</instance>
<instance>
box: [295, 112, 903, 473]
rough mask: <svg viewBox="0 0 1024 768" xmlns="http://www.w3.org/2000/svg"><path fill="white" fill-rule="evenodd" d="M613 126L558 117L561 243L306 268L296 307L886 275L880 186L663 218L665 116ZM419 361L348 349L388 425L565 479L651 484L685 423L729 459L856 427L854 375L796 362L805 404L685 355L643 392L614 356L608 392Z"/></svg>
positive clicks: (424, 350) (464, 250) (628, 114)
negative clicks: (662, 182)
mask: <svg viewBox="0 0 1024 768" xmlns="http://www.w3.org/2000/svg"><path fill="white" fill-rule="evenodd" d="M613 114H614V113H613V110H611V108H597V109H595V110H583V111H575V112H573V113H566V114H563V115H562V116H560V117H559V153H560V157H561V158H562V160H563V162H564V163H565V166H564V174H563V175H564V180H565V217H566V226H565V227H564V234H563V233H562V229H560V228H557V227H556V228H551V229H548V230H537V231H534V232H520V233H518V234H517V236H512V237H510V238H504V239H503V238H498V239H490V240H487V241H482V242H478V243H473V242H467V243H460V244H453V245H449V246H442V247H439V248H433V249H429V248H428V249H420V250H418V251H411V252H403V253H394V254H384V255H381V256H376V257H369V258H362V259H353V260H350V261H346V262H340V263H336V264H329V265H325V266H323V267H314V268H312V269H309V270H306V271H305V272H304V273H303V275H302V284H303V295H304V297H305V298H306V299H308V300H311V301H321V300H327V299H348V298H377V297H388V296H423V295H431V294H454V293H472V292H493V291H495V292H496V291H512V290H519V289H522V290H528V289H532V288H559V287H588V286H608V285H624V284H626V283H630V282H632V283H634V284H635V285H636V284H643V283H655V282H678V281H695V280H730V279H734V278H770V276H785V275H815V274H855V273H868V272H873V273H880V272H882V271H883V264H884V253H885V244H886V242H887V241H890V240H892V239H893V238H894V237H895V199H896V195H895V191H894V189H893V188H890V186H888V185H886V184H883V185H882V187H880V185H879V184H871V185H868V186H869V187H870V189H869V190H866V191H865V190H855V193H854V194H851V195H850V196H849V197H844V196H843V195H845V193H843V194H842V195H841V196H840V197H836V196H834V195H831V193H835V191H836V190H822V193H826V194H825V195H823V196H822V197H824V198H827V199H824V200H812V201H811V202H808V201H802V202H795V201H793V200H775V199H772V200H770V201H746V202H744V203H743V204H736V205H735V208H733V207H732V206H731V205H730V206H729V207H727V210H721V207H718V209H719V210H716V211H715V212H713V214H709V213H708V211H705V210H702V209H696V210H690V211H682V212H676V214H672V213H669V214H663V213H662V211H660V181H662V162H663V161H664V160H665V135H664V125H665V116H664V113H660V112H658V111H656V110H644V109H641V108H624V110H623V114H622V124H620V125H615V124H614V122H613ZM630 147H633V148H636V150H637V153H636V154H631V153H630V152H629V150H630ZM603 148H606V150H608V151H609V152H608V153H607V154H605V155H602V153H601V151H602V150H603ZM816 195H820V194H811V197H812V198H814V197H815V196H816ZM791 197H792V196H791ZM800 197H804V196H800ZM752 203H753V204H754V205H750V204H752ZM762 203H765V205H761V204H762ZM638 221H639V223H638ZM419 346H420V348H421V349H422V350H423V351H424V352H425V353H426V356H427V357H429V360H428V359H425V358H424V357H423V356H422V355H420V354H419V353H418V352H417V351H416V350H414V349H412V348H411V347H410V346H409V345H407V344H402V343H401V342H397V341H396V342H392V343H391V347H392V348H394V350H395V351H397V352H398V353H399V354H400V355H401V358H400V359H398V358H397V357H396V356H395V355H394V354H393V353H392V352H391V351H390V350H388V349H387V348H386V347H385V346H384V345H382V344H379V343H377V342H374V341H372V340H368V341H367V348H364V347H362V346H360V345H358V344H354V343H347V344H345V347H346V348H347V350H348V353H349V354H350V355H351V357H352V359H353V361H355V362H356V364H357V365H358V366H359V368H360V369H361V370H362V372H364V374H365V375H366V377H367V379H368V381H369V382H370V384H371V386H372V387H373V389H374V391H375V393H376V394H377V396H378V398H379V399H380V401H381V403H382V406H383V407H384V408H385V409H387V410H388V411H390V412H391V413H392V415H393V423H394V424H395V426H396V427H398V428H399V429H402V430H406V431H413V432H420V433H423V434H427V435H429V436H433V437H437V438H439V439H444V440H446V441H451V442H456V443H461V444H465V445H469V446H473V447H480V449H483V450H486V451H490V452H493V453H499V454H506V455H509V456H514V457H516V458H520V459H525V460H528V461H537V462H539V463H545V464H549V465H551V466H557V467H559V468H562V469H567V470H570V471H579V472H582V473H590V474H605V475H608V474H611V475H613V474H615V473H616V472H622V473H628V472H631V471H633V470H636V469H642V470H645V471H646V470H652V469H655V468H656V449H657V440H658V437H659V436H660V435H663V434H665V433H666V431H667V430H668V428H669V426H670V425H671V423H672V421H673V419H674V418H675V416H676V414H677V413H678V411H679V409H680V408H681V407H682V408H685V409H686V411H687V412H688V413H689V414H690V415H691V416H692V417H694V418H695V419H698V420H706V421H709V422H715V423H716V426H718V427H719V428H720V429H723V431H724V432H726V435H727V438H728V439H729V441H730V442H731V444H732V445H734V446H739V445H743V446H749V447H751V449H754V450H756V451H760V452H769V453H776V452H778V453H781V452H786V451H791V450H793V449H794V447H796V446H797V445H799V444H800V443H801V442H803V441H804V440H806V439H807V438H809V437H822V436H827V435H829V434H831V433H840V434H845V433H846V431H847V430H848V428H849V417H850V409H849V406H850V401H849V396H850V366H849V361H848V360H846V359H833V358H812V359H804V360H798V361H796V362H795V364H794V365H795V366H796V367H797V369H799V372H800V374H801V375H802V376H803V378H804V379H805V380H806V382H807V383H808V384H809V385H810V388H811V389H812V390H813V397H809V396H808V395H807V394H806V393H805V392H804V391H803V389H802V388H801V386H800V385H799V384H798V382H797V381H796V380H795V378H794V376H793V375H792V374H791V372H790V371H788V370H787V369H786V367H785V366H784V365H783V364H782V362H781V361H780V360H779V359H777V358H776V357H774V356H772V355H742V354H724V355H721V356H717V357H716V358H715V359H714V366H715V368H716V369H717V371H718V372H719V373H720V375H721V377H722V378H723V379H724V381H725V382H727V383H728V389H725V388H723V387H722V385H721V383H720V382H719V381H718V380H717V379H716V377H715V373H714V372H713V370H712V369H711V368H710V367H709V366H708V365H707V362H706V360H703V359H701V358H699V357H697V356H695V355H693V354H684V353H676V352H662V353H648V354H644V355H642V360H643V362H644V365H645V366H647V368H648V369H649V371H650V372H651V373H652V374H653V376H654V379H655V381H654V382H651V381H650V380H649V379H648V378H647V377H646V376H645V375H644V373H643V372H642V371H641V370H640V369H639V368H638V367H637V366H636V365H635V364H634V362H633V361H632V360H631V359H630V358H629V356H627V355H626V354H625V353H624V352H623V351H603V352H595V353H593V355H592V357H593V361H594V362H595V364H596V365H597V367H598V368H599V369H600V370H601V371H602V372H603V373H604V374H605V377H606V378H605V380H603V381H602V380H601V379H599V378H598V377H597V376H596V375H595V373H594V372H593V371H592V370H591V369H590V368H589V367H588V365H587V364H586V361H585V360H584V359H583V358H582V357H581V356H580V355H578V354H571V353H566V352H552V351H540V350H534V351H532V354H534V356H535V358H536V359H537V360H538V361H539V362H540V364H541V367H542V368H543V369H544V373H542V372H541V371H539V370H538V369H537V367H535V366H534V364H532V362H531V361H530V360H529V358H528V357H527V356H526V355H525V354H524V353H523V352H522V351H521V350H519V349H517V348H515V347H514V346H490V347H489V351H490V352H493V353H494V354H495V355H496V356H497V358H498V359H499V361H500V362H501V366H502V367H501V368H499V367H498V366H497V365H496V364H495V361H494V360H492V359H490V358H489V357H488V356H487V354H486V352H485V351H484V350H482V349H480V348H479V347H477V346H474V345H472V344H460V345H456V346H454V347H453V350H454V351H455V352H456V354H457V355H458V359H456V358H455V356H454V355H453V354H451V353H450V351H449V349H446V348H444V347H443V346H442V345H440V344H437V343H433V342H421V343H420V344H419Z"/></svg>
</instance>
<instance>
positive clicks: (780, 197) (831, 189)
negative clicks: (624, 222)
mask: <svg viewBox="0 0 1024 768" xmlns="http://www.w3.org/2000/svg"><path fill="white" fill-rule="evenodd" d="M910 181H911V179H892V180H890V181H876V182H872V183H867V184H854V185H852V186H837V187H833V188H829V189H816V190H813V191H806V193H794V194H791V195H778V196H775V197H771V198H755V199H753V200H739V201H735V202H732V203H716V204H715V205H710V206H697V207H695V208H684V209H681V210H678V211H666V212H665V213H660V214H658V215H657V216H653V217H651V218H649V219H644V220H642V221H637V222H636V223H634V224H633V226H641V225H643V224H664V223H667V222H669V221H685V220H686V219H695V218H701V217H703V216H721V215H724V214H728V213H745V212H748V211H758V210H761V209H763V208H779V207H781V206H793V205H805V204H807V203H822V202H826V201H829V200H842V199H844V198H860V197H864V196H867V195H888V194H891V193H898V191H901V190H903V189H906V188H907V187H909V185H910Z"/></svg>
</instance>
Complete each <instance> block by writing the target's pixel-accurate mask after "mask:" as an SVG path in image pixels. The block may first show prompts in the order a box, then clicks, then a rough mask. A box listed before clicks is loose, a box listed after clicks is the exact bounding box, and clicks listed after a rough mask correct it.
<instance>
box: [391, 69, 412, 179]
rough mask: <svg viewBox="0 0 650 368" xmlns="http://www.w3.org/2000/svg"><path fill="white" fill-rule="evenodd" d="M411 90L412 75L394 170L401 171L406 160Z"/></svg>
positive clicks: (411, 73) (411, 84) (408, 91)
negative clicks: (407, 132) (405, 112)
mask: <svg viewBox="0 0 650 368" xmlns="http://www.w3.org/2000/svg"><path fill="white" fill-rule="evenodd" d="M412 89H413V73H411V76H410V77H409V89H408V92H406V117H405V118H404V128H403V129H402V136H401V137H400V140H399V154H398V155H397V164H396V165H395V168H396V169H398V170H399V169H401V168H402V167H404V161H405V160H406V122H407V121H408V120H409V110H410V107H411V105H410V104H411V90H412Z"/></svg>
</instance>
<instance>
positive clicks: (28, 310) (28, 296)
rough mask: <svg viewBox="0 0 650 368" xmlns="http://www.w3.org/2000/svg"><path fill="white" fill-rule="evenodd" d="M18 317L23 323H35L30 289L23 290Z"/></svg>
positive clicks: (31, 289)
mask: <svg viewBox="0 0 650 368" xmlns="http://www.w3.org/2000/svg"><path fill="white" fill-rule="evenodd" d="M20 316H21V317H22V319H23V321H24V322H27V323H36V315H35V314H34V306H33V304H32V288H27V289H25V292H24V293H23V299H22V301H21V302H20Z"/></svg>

EXERCISE OBJECTIVE: Transcribe each line of the data above, unaltered, from the one where "90L412 75L394 170L401" appears to the one where "positive clicks: (411, 73)" appears, inclusive of both.

WRITTEN RESPONSE:
rough mask: <svg viewBox="0 0 650 368" xmlns="http://www.w3.org/2000/svg"><path fill="white" fill-rule="evenodd" d="M411 90L412 75L394 170L401 171L406 160Z"/></svg>
positive clicks: (411, 73) (411, 84) (408, 91)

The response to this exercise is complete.